What you should do:
In the review of Somewhere Home, why is Salwa said to be "indeed far from home"?

Sunday 2 December 2012

Somewhere Home: Nada Awar Jarrar (Lebanon).

This remarkable novel tells the story of three women, each of them far from where they came, all of whom are still searching for somewhere that can be called home.

This book was published by Heinemann in 2004. It has been out of print since 2005.

Maysa returns to the house that was her grandparents' home , in a village high on the slopes of Mount Lebanon.

Aida, long a traveller far from the land of her birth, returns in search for the man, a refugee, who was so much more of a father to her than her own

Salwa, who was taken from her homeland when a young bride and delivered to another family, another country, returns to find the person she once was.

This was a beautifully written, almost lyrical book about the lives of three Lebanese women and their extended families, all of whom are coming to terms in some way, with the need to find somewhere that they can call home - or indeed, to return to that place that once was home.  
 
The three women are all different in some ways, yet there are all the same, for they all feel to varying degrees, the same emotions - the reasons behind these emotions may differ, but the need is the same, the longing to return to a place of safety and security that represents to them their roots and their identity.
 
When we meet the first of three women, Maysa, she is a young woman who has returned to her ancestral home in the foothills of Mount Lebanon in order to give birth. Her husband meanwhile, is living in the city of Beirut. Maysa chooses to remain in the house after she gives birth, and after her daughter leaves to join her father in the city, but eventually the child reunites them, and Maysa finds that home is not a place, but rather where the heart is - with her family.
 
The second woman in Aida, who returns to Beirut as an older woman in order to reclaim memories of her own childhood, in particular of the Palestinian refugee who despite his own family, was more of a father to her than her real one, who fled many years before. The most moving for me at least, of the three characters was Salwa, an elderly woman who looks back on her life from her hospital bed, in  Australia (so she is indeed far from home) surrounded by children and grandchildren, listening to her stories and looking after her needs.

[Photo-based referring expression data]

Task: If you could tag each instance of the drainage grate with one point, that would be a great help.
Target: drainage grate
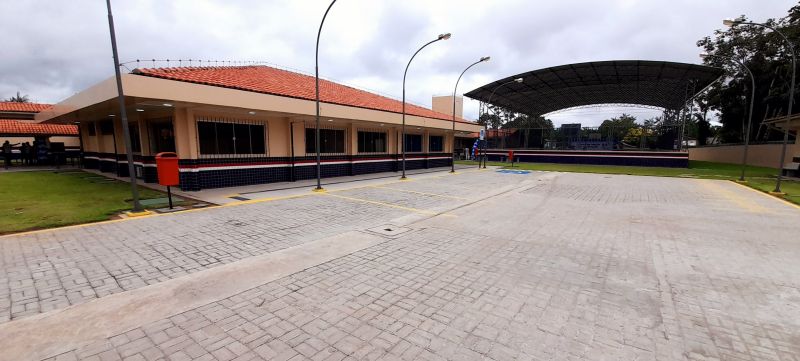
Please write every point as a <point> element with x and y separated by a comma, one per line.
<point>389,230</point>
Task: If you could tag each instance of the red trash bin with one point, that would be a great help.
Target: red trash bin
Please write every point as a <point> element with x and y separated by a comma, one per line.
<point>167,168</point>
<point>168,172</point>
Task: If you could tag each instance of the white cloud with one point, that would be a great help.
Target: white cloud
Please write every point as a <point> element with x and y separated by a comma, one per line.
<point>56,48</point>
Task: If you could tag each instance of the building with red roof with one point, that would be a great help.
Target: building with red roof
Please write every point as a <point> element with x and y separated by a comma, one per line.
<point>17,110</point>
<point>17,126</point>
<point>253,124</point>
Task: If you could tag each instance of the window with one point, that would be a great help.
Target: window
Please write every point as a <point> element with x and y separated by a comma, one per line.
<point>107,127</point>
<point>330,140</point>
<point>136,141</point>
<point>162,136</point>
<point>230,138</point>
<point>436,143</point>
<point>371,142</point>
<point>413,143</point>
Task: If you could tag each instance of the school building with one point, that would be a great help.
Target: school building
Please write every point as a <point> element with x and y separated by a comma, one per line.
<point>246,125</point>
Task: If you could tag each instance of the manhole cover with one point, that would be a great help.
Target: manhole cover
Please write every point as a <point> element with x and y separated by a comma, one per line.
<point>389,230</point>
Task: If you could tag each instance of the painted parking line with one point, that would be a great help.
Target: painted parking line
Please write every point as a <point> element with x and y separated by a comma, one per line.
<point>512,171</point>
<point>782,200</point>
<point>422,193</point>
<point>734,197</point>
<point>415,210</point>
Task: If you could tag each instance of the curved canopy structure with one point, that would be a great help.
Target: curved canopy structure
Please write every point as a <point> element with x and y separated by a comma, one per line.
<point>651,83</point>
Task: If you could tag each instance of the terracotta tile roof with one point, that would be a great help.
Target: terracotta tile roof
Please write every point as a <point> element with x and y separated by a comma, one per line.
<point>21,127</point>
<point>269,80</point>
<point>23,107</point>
--
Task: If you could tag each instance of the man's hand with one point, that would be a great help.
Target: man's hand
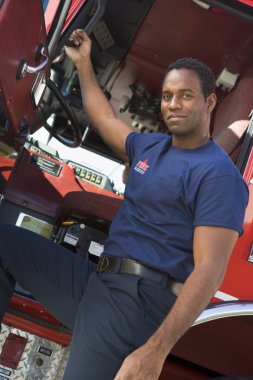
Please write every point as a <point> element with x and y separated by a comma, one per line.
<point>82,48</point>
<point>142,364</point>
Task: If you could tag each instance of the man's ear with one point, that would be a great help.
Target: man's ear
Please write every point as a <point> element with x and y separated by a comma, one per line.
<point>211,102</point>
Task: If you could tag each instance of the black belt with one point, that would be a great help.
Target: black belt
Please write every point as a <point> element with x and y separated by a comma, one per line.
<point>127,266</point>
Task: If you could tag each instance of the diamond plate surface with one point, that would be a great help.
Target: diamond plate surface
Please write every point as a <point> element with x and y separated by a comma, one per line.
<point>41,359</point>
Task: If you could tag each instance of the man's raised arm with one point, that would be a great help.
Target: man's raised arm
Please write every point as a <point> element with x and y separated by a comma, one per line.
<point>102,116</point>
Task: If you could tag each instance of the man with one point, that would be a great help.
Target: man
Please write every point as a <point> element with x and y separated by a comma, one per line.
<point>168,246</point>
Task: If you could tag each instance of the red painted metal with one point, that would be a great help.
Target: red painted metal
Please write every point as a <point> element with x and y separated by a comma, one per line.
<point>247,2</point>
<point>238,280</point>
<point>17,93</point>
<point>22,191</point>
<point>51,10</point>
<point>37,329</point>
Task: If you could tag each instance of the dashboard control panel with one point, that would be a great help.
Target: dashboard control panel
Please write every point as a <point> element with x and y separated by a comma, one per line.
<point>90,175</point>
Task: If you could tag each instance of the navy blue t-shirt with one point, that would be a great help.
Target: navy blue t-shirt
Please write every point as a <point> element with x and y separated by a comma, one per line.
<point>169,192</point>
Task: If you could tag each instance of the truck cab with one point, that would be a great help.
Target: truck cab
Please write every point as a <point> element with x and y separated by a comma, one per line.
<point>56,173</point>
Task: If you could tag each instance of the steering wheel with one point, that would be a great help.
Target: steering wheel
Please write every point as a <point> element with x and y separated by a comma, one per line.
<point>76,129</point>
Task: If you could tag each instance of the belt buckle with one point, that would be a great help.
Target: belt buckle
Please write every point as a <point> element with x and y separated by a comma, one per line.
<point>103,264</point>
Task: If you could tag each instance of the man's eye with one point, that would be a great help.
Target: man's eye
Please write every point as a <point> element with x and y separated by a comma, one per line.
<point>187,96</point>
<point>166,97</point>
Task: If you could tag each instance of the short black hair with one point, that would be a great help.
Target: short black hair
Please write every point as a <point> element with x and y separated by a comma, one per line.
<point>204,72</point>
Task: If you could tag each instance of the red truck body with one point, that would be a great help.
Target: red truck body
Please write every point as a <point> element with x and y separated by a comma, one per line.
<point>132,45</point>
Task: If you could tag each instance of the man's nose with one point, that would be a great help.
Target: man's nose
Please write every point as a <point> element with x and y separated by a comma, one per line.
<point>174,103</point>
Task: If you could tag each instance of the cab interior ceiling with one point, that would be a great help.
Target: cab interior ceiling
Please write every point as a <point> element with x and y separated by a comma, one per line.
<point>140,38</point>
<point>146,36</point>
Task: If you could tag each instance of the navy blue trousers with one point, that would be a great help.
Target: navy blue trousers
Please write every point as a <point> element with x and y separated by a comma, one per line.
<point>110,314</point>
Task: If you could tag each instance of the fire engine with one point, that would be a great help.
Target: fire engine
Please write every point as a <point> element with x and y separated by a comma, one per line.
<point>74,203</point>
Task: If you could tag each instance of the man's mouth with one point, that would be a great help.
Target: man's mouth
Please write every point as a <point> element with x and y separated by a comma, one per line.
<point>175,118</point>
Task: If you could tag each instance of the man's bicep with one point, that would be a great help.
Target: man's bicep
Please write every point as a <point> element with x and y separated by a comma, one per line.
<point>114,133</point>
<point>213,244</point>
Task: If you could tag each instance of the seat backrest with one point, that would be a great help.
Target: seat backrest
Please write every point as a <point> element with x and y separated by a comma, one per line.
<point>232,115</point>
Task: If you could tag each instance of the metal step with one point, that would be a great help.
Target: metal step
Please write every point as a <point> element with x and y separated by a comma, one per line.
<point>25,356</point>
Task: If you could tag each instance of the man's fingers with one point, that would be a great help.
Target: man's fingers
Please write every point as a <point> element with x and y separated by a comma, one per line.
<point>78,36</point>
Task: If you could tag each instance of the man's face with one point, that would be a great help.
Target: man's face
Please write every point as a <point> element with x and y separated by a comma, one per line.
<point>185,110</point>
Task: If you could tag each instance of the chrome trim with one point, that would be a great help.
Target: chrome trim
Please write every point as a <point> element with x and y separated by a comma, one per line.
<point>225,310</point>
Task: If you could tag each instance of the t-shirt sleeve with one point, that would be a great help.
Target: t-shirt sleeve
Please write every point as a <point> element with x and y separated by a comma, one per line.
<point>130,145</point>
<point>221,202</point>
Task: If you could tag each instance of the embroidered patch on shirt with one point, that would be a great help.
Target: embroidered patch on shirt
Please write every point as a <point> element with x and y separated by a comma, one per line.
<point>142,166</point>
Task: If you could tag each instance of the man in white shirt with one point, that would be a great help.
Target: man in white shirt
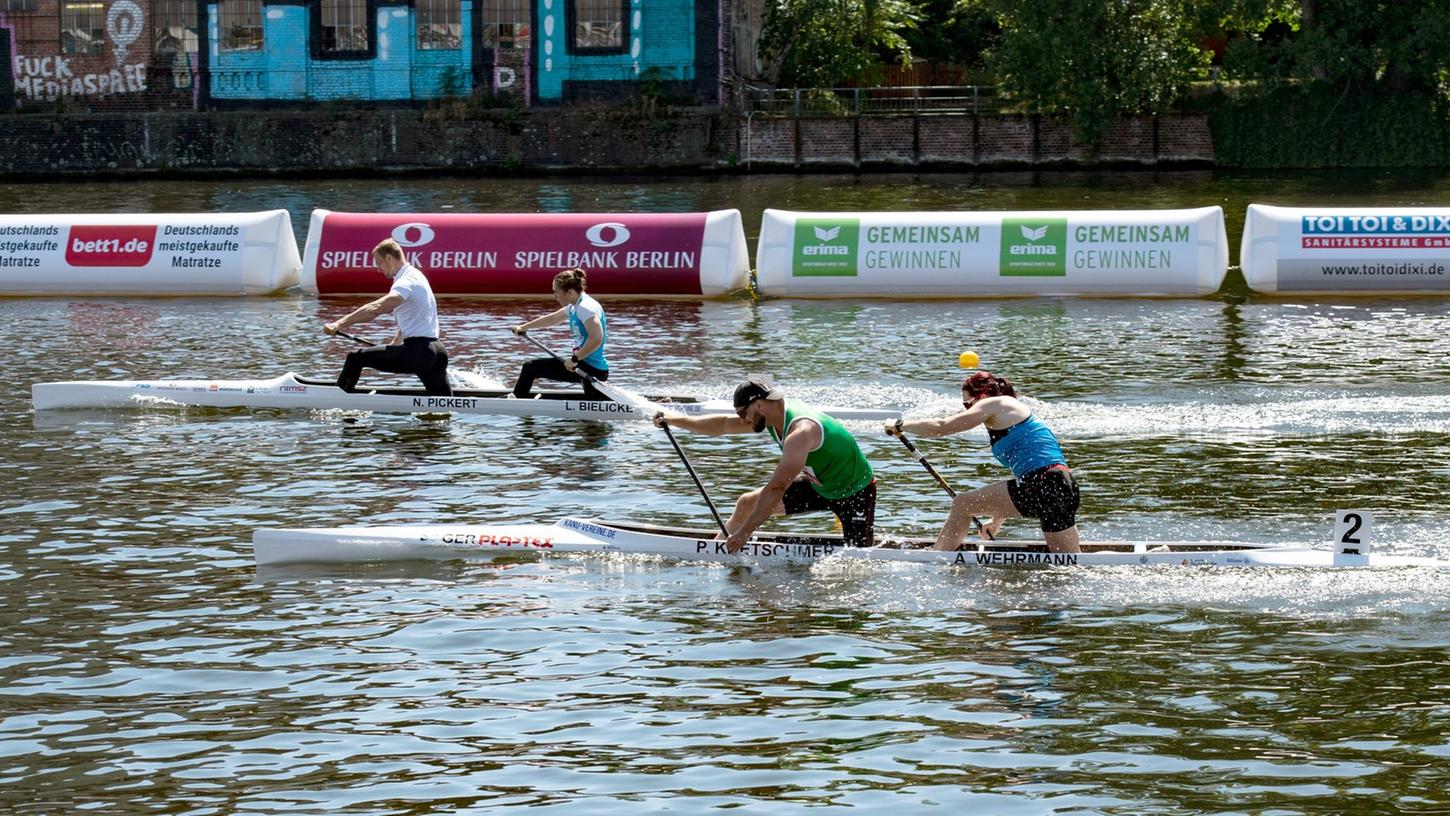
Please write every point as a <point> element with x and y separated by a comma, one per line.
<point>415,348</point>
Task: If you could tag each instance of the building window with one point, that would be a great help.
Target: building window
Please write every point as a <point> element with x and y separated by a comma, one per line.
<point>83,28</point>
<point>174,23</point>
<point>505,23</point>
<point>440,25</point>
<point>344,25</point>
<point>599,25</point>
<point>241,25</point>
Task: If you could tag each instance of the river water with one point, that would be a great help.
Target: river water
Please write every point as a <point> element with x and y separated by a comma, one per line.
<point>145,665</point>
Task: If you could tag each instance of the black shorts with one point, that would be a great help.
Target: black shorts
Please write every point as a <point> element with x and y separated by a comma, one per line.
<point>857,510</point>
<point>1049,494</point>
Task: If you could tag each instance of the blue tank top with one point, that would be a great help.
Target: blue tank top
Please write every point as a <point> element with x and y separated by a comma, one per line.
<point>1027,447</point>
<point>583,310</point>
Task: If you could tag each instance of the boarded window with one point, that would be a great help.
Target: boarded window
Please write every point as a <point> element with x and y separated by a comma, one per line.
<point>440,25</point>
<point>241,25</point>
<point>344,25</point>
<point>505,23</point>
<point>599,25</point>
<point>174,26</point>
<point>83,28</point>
* * *
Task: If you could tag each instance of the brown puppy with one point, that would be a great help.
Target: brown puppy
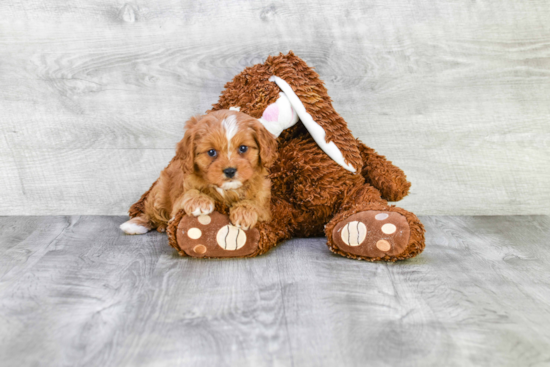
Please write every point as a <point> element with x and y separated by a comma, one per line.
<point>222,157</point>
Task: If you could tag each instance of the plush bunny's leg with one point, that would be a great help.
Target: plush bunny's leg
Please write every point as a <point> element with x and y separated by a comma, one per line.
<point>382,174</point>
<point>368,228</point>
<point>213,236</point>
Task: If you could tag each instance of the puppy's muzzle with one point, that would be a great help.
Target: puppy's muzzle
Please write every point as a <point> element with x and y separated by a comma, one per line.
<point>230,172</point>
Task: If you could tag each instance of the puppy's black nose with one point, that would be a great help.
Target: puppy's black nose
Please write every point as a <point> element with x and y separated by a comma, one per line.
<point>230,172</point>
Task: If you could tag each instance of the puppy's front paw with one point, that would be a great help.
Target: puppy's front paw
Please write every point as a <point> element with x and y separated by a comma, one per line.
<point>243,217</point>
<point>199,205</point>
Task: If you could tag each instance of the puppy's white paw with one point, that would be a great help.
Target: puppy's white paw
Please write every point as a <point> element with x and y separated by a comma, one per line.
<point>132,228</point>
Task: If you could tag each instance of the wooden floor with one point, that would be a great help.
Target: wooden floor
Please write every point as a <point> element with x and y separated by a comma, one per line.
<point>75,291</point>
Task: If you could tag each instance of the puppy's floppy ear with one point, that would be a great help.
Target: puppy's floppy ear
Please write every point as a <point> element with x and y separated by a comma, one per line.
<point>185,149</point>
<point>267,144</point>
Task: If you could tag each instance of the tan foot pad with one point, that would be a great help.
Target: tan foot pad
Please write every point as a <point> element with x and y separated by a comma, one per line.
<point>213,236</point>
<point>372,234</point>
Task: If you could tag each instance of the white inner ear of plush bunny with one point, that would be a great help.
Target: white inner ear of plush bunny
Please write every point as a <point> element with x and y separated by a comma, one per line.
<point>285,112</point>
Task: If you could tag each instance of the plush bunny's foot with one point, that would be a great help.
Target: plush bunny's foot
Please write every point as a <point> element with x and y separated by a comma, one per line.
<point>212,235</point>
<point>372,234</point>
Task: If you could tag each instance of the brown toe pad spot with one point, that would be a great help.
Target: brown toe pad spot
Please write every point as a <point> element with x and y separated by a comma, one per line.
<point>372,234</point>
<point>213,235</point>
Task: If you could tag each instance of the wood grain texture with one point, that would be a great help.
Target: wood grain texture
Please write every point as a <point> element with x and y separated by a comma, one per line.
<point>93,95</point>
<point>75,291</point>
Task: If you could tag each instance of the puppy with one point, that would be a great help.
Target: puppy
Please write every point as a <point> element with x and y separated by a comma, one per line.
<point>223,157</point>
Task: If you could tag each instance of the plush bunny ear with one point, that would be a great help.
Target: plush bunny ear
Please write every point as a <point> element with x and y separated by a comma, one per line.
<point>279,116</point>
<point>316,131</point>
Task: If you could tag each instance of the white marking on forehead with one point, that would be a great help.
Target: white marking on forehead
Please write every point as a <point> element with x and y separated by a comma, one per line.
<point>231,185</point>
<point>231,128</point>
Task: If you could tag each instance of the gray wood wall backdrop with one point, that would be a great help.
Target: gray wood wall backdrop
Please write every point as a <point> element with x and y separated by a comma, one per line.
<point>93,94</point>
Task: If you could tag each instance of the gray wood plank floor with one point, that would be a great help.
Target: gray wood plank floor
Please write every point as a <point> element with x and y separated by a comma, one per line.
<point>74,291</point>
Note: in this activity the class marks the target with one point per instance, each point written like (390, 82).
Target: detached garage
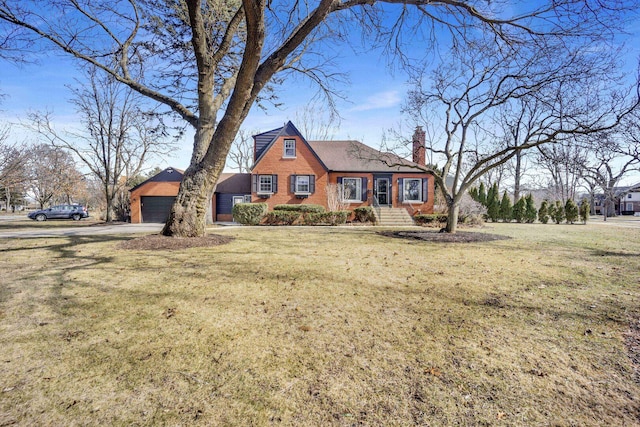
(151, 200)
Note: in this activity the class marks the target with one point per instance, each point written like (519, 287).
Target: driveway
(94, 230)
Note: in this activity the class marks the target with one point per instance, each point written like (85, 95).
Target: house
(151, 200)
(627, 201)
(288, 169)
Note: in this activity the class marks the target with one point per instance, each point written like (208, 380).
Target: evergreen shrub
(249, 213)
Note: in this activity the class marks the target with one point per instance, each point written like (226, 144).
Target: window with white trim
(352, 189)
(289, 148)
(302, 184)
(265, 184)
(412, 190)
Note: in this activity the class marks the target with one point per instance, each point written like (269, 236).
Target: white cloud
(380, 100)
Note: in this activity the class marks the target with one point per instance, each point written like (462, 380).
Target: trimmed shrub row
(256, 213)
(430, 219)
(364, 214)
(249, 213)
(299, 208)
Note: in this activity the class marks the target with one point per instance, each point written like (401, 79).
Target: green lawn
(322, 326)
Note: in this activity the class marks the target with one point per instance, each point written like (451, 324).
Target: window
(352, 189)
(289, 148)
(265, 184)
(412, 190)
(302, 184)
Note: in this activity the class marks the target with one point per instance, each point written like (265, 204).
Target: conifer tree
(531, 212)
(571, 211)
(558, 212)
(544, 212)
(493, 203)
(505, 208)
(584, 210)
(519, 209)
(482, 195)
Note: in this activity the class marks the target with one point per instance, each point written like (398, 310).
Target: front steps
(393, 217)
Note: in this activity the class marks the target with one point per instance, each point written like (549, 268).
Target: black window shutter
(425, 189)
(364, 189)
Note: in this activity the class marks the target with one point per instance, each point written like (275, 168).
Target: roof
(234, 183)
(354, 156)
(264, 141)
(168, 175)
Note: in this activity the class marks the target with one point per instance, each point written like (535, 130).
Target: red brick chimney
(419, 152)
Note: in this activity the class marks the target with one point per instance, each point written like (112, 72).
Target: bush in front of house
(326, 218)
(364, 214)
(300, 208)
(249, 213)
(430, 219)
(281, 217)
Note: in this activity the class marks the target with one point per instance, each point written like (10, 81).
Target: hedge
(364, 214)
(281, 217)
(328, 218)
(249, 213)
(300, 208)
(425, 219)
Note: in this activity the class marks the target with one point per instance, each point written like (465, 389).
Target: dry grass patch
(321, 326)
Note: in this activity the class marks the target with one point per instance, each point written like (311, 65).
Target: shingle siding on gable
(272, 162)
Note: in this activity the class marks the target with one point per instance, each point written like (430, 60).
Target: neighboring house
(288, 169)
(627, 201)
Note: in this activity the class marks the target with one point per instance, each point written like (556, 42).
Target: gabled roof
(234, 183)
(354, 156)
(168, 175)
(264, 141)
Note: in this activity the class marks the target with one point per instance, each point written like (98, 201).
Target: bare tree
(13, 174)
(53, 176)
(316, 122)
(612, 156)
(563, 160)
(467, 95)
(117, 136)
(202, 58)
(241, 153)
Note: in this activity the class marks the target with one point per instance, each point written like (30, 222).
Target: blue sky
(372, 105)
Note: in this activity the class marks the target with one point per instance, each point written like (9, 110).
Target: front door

Answer area:
She looks back on her life from a hospital bed in Australia, having been taken from her homeland as a young bride and delivered to another family in another country.